TEKS YANG DITAMPILKAN.
- - -

PENELAAHAN “RAMALAN” JAYABAYA YANG
MASYHUR
PENDAHULUAN
Pada
bagian pendahuluan dipaparkan latar belakang dan rumusan masalah sebagai
berikut.
Latar Belakang
Perkembangan
zaman mengiring manusia menciptakan sesuatu yang memudahkan pekerjaan mereka. Mulai
dari teknologi sederhana sampai teknologi mutakhir. Di samping itu, terdapat
sebuah wacana yang dianggap sebagai “ramalan” dari Prabu Jayabaya. Prabu
Jayabaya adalah seorang raja Kerajaan Kadiri pada masa yang memerintah sekitar
tahun 1135-1157. “Ramalan” yang dimaksud adalah pelajaran dari kitab Musasar.
Salah satu contoh, yaitu besuk yen wis
ana kereta mlaku tanpa jarang atau artinya ‘pada masa datang ada kereta
berjalan tanpa kuda’. Hal tersebut telah membuktikan bahwa teknologi yang
diciptakan manusia berada pada wacana atau ramalan Jayabaya, yaitu mobil, alat
yang mirip delman, tetapi tanpa kuda.
Hal
yang menjadikan “ramalan” Jayabaya menarik untuk diteliti adalah terdapat
beberapa ramalan yang telah terbukti dalam perjalanan bangsa Indonesia. Terdapat
juga ramalan yang belum terbukti kebenarannya. Namun, hal tersebut bukan
berarti menjadi acuan kehidupan bangsa ataupun Nusantara melainkan menjadi
wacana. Menurut Iskandar (2007), ramalan yang membuat masyarakat Jawa sebagian
meyakini kebenarannya, yaitu Tanah Jawa
kalungan wesi, prau mlaku ing awang-awang, kali ilang kedhunge, pasar ilang
kumandange. Ramalan tersebut memiliki arti ‘Tanah Jawa dilingkari oleh besi
(rel kereta api), kapal berjalan di angkasa (pesawat terbang), sungai-sungai
telah hilang lubuknya (terjadinya erosi), pasar kehilangan gaungnya (dibangun
mal-mal pengganti pasar tradisional).
Berdasarkan
pernyataan tersebut hal yang melatarbelakangi ramalan Jayabaya menarik diulas
ialah keberadaan kebenaran dan yang diyakini. Selain itu, adanya ramalan yang
telah terbukti dan belum terbukti. Jadi, dapat disimpulkan bahwa bukan berarti
untuk meyakini yang ada dalam ramalan tersebut melainkan menjadikan sebuah
wacana yang dapat menambah ilmu menghadapi kemungkinan yang akan terjadi.
Rumusan Masalah
Pada
makalah ini dipaparkan masalah dan topik pembahasan sebagai berikut.
a. Apa
saja “ramalan” Jayabaya yang masyhur?
b. Bagaimana
“ramalan” Jayabaya yang terbukti dalam lingkup Nusantara?
c. Mengapa
“ramalan” Jayabaya menemui pro dan kontra di antara masyarakat?

- - -

(Baris dataset tentang letak objek)
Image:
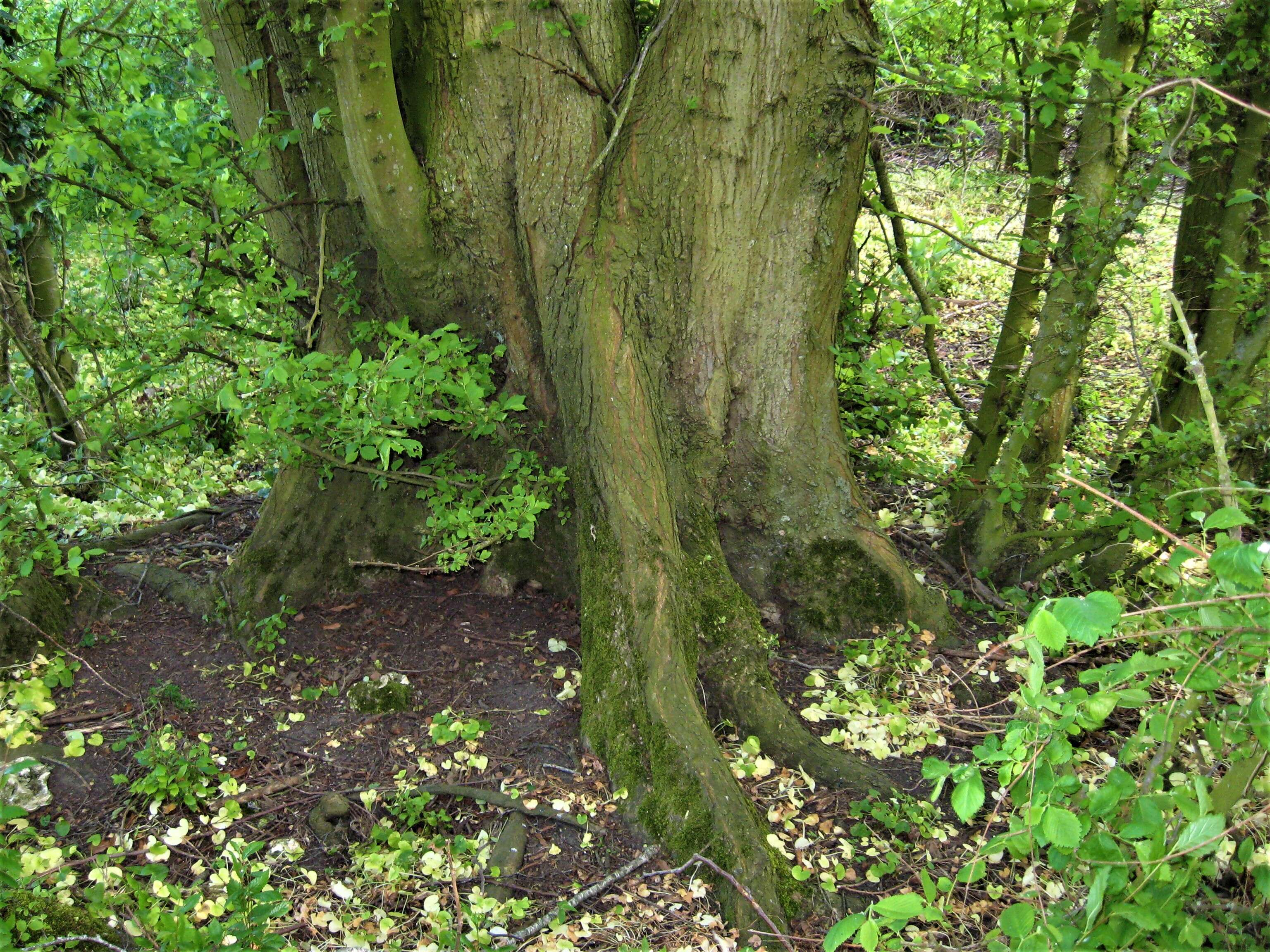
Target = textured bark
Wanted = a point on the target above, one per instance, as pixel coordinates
(1100, 212)
(668, 313)
(1044, 155)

- - -

BAGIAN LATIHAN.
1. Kutip dari teks ramalan Jayabaya di atas bagian antara "Salah satu contoh, yaitu" dan "tetapi tanpa kuda.", termasuk kedua batas itu, tanpa perubahan sedikit pun.
2. Menurut teks ramalan Jayabaya di atas, "ramalan" yang dimaksud merupakan pelajaran dari kitab apa?
3. Teruskan teks ramalan Jayabaya di atas, dimulai setelah kalimat terakhirnya.

JAWABAN PER TUGAS.
1.
Salah satu contoh, yaitu besuk yen wis
ana kereta mlaku tanpa jarang atau artinya ‘pada masa datang ada kereta
berjalan tanpa kuda’. Hal tersebut telah membuktikan bahwa teknologi yang
diciptakan manusia berada pada wacana atau ramalan Jayabaya, yaitu mobil, alat
yang mirip delman, tetapi tanpa kuda.

2. Kitab Musasar.

3.
d. Bagaimana
“ramalan” Jayabaya yang masyhur dan masih menjadi tanda tanya di antara
masyarakat di Nusantara?
PEMBAHASAN
Pada
makalah ini dijelaskan “ramalan” Jayabaya yang masyhur, yang terbukti, yang
menemui pro dan kontra, dan yang masih menjadi tanda tanya di antara masyarakat
Nusantara. Empat pembahasan tersebut dipaparkan sebagai berikut.
Penelaahan “Ramalan” Jayabaya yang
Masyhur
Ramalan
Jayabaya yang masyhur adalah ramalan yang dikenal masyarakat akan terjadi dan
sudah terjadi. Ramalan tersebut berupa bait-bait ataupun prosa. Pada dasarnya
diyakini atau tidak diyakini bergantung pada individu masing-masing, tetapi
yang masyhur telah menjadi hal yang diyakini sebagian masyarakat Jawa. Ramalan yang
masyhur tersebut dipaparkan sebagai berikut.
a. Ramalan
tentang ratu adil atau satrio piningit.
Pada wacana mengenai ratu adil sangat diharapkan oleh masyarakat. Alasannya
adalah muncul zaman keemasan setelah terjadinya kesemrawutan di Indonesia.
Contohnya, penindasan dan penderitaan lahir batin.
b. Ramalan
tentang mobil, pesawat, dan rel kereta api. Ramalan tersebut, yaitu besuk yen wis ana kereta mlaku tanpa jarang,
Tanah Jawa kalungan wesi, prau mlaku ing awang-awang, kali ilang kedhunge,
pasar ilang kumandang, biku tanda yen Jayabaya bus amprepegi.
c. Ramalan
tentang bencana di Jawa, yaitu Kediri dadi
kali, Surabaya dadi rawa, Tulungagung
dadi kedung, Blitar dadi latar. Setelah banyak bencana alam
dan kehidupan, diramalkan muncul ratu adil.
d. Ramalan
tentang maraknya seks bebas, yaitu wong
wadon ilang kawirangane, wong lanang ilang prawirane ‘banyak wanita hilang
rasa malunya dan laki-laki hilang kehormatannya.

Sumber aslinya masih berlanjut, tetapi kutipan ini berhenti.